TEXT EXCERPT Block Start

What if biology had its own version of the internet—and AI could learn from it to design new medicines?
That’s the ambition behind Basecamp Research. In a recent conversation with Andreas, co-founder Oliver Vince described the company in simple terms: “we’re trying to build ChatGPT, but for DNA.”
While most AI models in biology rely on a narrow slice of existing data, Basecamp is doing something fundamentally different. Instead of scraping what’s already known, they’re going out into the real world—mapping life on Earth and generating entirely new biological data at scale.
The Data Problem Holding Back Biology
One of the most striking insights from the conversation is just how limited today’s biological data really is.
Roughly 68% of all biological data comes from just a handful of species—humans, mice, and a few others. That means most AI models in biology are trained on an extremely narrow view of life.
Basecamp’s thesis is that this is the bottleneck.
If AI in language improved by training on the entire internet, then AI in biology will only reach its full potential once it can learn from the full diversity of life. That’s what led to the launch of the Trillion Gene Atlas: an effort to map biology at planetary scale and unlock entirely new training data for models.
From Expeditions to Foundation Models
What makes Basecamp unique is how it gathers that data.
The company started by running expeditions to some of the most remote environments on Earth—sequencing DNA in places like ice caps and volcanic ecosystems. In one early experiment, nearly 80% of the genetic data they collected was completely unknown to science.
That moment became the foundation of the company.

TEXT EXCERPT Block End
RECORDED INFORMATION Block Start

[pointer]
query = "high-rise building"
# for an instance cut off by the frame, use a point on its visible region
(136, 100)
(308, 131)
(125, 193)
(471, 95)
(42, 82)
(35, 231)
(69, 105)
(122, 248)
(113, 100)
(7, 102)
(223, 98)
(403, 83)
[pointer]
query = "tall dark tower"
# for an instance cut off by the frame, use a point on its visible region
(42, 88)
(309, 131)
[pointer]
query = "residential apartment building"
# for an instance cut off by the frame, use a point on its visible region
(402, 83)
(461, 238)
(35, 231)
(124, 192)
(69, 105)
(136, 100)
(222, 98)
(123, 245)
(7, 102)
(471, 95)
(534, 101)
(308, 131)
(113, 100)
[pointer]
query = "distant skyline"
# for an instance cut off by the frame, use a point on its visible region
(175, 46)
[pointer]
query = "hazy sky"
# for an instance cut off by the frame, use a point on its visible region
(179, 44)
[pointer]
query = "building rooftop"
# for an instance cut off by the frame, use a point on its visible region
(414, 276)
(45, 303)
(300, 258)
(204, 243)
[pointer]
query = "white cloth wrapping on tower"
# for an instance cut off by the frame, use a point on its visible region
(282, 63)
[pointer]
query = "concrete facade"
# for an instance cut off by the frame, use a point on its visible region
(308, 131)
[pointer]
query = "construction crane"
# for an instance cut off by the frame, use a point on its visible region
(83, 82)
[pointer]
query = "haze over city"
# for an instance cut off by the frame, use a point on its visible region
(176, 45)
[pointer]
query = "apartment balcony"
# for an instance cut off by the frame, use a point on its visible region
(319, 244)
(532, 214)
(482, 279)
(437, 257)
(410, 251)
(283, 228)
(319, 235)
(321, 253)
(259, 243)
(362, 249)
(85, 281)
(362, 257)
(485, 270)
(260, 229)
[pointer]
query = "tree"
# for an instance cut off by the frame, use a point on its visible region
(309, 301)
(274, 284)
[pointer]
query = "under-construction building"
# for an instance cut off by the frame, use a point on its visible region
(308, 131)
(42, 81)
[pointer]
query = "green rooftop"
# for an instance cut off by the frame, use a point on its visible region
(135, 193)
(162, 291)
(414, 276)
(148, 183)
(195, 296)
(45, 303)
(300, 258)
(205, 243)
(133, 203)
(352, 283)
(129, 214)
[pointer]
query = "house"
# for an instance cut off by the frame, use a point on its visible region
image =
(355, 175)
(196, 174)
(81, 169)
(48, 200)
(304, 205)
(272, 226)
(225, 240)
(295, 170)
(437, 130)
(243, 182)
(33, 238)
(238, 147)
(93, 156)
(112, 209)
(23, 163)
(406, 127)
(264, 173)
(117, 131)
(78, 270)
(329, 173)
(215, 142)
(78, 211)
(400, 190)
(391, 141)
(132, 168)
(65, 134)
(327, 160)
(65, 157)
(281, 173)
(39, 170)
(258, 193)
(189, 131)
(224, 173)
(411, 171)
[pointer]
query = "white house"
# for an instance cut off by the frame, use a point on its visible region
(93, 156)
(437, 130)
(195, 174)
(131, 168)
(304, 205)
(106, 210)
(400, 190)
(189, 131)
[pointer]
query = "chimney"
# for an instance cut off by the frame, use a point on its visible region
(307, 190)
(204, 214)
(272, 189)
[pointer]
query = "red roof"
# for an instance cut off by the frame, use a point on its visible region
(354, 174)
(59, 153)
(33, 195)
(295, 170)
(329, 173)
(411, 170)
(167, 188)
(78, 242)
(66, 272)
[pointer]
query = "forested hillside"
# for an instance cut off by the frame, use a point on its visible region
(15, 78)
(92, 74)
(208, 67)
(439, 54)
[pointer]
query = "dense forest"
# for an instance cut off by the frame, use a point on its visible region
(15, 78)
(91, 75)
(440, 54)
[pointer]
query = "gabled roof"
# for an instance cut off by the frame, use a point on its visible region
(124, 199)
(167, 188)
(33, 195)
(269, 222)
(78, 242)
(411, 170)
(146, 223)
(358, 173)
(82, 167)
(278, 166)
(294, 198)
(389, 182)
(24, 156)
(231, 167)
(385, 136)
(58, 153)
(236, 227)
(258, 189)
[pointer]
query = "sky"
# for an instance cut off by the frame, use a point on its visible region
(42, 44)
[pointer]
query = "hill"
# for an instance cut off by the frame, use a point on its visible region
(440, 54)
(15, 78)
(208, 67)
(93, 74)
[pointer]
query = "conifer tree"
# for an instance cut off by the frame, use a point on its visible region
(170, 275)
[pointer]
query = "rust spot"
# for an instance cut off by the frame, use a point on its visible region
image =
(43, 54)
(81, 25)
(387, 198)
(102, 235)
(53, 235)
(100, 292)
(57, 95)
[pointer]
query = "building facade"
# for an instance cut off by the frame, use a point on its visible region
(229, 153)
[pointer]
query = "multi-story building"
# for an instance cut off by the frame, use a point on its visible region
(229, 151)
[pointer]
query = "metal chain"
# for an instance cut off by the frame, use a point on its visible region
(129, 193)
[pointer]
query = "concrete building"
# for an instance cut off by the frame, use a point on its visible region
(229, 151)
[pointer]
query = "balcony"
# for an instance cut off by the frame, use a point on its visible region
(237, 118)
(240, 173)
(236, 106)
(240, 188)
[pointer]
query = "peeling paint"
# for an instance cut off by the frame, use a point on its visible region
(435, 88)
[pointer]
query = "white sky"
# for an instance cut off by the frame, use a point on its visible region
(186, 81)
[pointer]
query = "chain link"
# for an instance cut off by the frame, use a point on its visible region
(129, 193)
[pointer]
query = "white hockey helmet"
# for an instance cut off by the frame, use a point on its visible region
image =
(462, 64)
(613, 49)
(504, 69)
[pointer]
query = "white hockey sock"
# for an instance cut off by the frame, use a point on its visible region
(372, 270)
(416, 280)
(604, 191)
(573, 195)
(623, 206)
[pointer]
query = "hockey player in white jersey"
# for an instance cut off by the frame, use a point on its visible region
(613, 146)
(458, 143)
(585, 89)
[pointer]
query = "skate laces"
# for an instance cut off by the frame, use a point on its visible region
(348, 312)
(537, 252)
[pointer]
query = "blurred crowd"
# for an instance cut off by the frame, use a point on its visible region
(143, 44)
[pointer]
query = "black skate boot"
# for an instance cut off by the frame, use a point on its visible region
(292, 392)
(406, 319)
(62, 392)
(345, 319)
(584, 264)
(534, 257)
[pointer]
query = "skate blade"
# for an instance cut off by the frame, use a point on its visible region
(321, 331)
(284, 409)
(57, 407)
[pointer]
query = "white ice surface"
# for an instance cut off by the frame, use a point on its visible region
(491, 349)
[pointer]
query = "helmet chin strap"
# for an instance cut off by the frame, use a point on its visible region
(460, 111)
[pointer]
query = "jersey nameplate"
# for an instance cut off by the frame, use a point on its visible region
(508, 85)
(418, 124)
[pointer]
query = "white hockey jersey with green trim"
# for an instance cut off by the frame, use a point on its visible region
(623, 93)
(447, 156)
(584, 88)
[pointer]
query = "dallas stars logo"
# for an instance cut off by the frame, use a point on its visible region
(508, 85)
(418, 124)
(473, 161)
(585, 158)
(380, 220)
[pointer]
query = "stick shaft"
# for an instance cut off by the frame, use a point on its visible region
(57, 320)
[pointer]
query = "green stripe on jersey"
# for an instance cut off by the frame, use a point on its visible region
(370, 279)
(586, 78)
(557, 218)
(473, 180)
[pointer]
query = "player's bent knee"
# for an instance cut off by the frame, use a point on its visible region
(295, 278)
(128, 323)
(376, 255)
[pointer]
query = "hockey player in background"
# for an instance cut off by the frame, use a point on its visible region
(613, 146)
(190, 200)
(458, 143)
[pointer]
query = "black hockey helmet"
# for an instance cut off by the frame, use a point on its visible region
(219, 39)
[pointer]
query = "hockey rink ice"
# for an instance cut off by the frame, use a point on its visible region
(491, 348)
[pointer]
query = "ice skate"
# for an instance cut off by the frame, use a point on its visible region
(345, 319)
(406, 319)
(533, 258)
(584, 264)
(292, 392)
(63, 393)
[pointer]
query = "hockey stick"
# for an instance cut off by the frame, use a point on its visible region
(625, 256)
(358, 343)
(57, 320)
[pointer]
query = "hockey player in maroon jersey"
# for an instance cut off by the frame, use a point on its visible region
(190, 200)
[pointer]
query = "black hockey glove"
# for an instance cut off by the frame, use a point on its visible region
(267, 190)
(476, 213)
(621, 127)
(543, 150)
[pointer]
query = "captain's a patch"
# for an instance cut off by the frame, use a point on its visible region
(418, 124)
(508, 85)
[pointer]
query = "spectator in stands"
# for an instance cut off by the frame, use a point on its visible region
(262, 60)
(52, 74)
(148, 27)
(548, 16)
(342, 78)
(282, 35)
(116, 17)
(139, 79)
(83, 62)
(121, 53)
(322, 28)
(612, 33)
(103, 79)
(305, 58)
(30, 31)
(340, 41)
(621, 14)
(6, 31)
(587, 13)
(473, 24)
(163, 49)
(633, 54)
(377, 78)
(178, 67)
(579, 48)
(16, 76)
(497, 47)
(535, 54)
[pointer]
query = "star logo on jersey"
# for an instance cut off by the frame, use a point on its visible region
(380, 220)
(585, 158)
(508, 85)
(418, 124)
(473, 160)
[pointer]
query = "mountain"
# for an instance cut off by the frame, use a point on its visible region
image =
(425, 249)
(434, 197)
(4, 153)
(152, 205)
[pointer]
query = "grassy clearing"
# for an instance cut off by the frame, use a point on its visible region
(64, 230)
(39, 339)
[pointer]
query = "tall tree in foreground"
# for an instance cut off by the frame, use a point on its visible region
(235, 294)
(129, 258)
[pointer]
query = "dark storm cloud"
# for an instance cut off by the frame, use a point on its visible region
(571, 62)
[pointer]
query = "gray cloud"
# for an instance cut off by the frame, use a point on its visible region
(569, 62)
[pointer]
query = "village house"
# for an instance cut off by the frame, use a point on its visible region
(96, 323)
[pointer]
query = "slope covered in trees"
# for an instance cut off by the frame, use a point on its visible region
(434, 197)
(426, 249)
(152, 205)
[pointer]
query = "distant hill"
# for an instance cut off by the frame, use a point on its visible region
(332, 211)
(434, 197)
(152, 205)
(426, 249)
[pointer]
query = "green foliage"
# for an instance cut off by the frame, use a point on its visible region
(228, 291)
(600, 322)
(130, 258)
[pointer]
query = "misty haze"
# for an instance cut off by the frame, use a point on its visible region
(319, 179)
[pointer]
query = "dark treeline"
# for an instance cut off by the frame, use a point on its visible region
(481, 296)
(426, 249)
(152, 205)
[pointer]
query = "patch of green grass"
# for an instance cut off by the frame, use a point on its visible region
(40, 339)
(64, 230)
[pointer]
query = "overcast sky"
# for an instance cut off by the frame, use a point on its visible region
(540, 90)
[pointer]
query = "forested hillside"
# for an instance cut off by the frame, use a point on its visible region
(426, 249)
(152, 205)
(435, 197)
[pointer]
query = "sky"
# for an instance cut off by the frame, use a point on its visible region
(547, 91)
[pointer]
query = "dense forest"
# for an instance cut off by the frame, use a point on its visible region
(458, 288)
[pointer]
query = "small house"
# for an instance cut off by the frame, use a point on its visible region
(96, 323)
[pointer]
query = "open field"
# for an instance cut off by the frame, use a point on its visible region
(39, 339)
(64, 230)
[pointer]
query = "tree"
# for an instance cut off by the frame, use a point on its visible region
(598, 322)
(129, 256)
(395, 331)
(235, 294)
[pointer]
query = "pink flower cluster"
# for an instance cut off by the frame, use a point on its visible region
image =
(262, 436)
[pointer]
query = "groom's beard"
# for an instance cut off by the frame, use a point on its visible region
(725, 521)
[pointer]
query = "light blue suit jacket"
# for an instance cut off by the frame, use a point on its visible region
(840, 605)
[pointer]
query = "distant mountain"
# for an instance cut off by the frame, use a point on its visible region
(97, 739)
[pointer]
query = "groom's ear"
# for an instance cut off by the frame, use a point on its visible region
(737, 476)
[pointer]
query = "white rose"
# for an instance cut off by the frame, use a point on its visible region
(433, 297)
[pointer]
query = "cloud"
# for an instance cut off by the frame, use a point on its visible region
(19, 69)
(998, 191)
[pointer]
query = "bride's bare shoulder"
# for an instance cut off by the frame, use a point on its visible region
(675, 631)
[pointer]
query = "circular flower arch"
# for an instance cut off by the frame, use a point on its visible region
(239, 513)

RECORDED INFORMATION Block End

* PROBLEM STATEMENT *
Please reproduce the Basecamp Research text word for word from "The Data Problem" to "is the bottleneck.". You won't need the rows for this.

* ANSWER TO THIS TASK *
The Data Problem Holding Back Biology
One of the most striking insights from the conversation is just how limited today’s biological data really is.
Roughly 68% of all biological data comes from just a handful of species—humans, mice, and a few others. That means most AI models in biology are trained on an extremely narrow view of life.
Basecamp’s thesis is that this is the bottleneck.